→ **Written instruction**
Copy out every line of the listing below that contains the word "lattice", matching its case exactly.

→ **Material for this exercise**
⟨

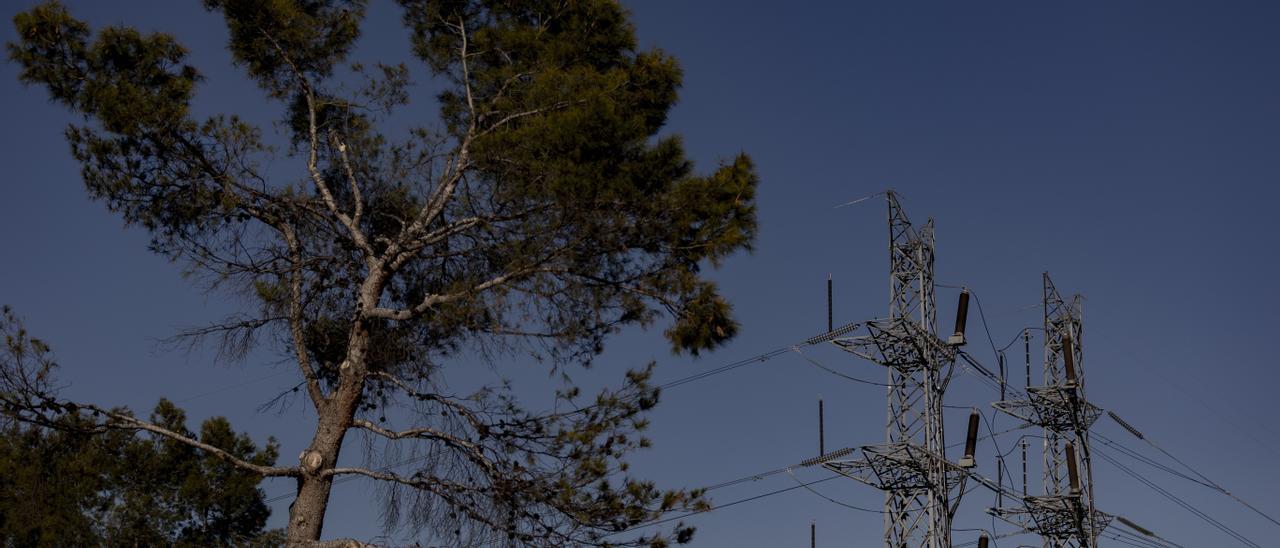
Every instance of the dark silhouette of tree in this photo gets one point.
(536, 214)
(71, 485)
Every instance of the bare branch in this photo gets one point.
(119, 420)
(439, 298)
(300, 347)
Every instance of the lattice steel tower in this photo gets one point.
(1065, 515)
(910, 466)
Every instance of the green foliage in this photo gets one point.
(536, 211)
(115, 488)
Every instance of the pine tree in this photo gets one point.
(535, 214)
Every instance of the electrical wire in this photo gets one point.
(726, 505)
(1203, 480)
(816, 364)
(1178, 501)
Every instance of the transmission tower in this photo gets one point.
(1065, 515)
(910, 466)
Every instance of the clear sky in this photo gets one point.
(1129, 149)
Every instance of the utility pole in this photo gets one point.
(1065, 515)
(910, 466)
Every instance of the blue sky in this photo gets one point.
(1129, 149)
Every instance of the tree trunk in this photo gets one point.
(336, 415)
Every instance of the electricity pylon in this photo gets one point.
(1065, 515)
(910, 466)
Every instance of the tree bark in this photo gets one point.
(336, 416)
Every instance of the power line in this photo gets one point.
(1178, 501)
(1203, 479)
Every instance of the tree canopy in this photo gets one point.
(113, 488)
(535, 213)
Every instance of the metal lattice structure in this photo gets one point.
(910, 466)
(1065, 515)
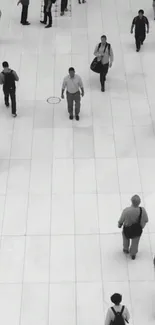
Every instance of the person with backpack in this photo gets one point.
(133, 220)
(118, 314)
(48, 13)
(104, 53)
(24, 14)
(140, 22)
(8, 79)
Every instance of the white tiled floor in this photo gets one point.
(63, 184)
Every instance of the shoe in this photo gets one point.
(26, 24)
(48, 26)
(126, 251)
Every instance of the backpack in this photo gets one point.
(9, 80)
(107, 45)
(119, 320)
(135, 230)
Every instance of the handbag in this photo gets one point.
(97, 65)
(135, 230)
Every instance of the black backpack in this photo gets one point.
(135, 230)
(119, 320)
(9, 80)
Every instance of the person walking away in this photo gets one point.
(47, 13)
(24, 14)
(104, 53)
(140, 23)
(154, 8)
(118, 314)
(64, 4)
(73, 84)
(131, 216)
(8, 78)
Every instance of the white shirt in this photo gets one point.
(72, 84)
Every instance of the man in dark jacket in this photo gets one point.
(8, 78)
(25, 5)
(47, 13)
(140, 22)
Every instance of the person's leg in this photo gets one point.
(138, 43)
(103, 73)
(126, 243)
(77, 98)
(13, 101)
(134, 246)
(70, 100)
(6, 97)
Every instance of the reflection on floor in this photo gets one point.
(63, 184)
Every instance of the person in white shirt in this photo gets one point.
(73, 84)
(116, 299)
(104, 54)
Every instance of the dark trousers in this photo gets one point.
(24, 14)
(12, 94)
(139, 40)
(48, 15)
(71, 98)
(103, 73)
(64, 4)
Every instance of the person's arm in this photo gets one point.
(1, 79)
(132, 26)
(63, 88)
(147, 24)
(108, 318)
(81, 86)
(121, 220)
(16, 76)
(111, 57)
(145, 218)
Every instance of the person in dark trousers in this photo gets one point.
(73, 84)
(24, 14)
(8, 79)
(104, 54)
(140, 23)
(47, 13)
(117, 310)
(64, 4)
(130, 216)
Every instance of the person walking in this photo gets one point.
(64, 4)
(118, 314)
(104, 53)
(133, 220)
(8, 78)
(24, 14)
(140, 23)
(153, 4)
(73, 84)
(47, 13)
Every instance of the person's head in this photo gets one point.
(103, 39)
(5, 65)
(116, 299)
(141, 13)
(135, 200)
(71, 72)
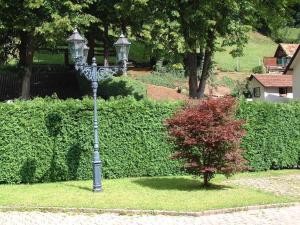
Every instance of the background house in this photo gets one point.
(275, 88)
(281, 59)
(294, 69)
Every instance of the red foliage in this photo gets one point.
(208, 137)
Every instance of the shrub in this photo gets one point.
(122, 86)
(259, 70)
(273, 134)
(208, 137)
(51, 140)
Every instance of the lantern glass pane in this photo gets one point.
(76, 48)
(122, 52)
(85, 54)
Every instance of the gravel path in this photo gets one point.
(276, 216)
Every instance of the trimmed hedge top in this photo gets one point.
(273, 134)
(51, 140)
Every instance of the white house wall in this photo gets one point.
(272, 94)
(253, 84)
(296, 78)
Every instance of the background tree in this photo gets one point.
(195, 30)
(37, 22)
(208, 138)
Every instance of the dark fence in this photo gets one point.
(46, 80)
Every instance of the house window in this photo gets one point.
(256, 92)
(283, 92)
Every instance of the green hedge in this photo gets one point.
(122, 86)
(51, 140)
(116, 87)
(273, 134)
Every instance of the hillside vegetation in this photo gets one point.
(258, 47)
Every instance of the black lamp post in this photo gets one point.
(79, 51)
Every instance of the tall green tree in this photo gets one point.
(38, 22)
(195, 29)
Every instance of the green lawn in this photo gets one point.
(257, 47)
(165, 80)
(160, 193)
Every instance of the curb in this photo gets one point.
(130, 212)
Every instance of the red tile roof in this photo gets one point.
(289, 49)
(277, 80)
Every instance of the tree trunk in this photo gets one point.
(205, 179)
(190, 63)
(26, 60)
(207, 64)
(106, 45)
(92, 44)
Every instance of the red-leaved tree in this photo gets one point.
(208, 138)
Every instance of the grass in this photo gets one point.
(258, 47)
(160, 193)
(289, 35)
(165, 80)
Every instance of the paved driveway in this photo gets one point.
(277, 216)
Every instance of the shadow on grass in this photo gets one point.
(79, 187)
(175, 183)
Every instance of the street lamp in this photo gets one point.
(122, 46)
(79, 51)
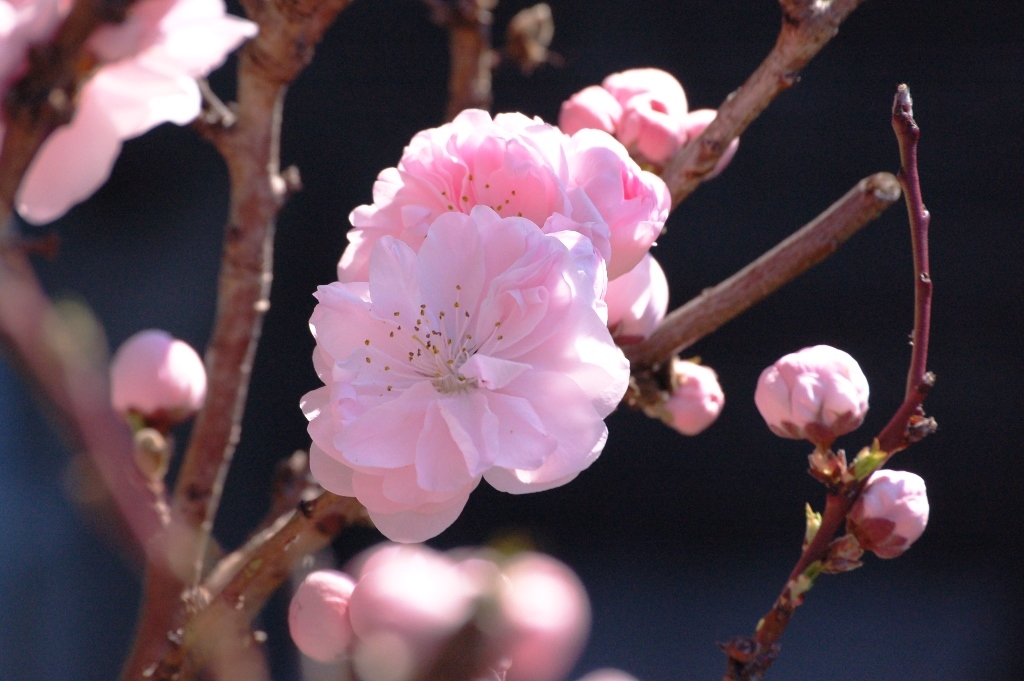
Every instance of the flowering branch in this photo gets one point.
(468, 23)
(750, 657)
(802, 250)
(807, 26)
(237, 590)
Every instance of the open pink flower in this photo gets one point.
(518, 167)
(484, 354)
(148, 66)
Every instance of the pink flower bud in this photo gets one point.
(697, 398)
(694, 123)
(891, 514)
(637, 301)
(548, 616)
(817, 394)
(317, 618)
(590, 108)
(158, 377)
(413, 593)
(660, 85)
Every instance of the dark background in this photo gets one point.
(681, 542)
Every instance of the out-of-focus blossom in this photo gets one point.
(484, 354)
(592, 108)
(637, 301)
(694, 123)
(891, 513)
(415, 594)
(817, 393)
(696, 398)
(146, 75)
(646, 111)
(157, 377)
(518, 167)
(317, 618)
(548, 615)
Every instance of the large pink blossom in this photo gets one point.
(148, 66)
(518, 167)
(483, 354)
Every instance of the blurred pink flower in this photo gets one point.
(817, 393)
(518, 167)
(637, 301)
(891, 513)
(317, 616)
(548, 615)
(696, 399)
(485, 354)
(146, 76)
(157, 377)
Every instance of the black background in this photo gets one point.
(681, 542)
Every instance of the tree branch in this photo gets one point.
(802, 250)
(807, 26)
(242, 583)
(750, 657)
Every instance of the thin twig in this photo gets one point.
(472, 58)
(289, 32)
(750, 657)
(802, 250)
(807, 26)
(240, 586)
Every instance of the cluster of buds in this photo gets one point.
(646, 111)
(407, 605)
(819, 393)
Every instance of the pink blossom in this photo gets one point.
(696, 398)
(484, 354)
(157, 377)
(415, 594)
(659, 85)
(891, 513)
(695, 123)
(146, 76)
(590, 108)
(548, 615)
(317, 616)
(518, 167)
(817, 393)
(637, 301)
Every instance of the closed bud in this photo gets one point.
(817, 393)
(590, 108)
(637, 302)
(695, 401)
(317, 618)
(891, 513)
(157, 378)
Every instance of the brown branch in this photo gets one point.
(750, 657)
(472, 58)
(807, 26)
(241, 585)
(802, 250)
(289, 32)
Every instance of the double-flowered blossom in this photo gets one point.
(891, 513)
(817, 393)
(145, 75)
(646, 111)
(481, 353)
(519, 167)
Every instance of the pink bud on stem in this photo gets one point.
(157, 378)
(317, 618)
(891, 513)
(817, 393)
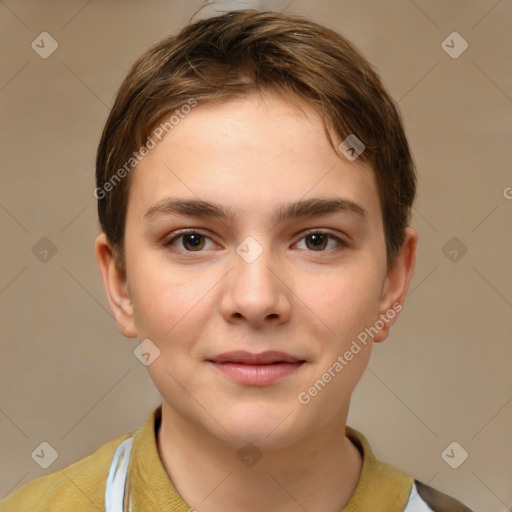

⟩

→ **Written answer**
Every instance of the lattice steel tower in this photo gets one point.
Every instance of the metal lattice structure in this photo gets one point.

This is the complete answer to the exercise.